● RAW RECORDS:
★ ★ ★ ★

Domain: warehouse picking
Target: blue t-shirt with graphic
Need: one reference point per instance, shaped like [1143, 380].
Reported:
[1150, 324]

★ ★ ★ ★

● WRITTEN PROBLEM: Reproduce every one of the lines above verbatim, preserving each character, bracket, and line break.

● TASK RESULT:
Domain: warehouse picking
Target: blue t-shirt with graphic
Need: one reference point per instance, shaped like [1143, 380].
Reported:
[1150, 324]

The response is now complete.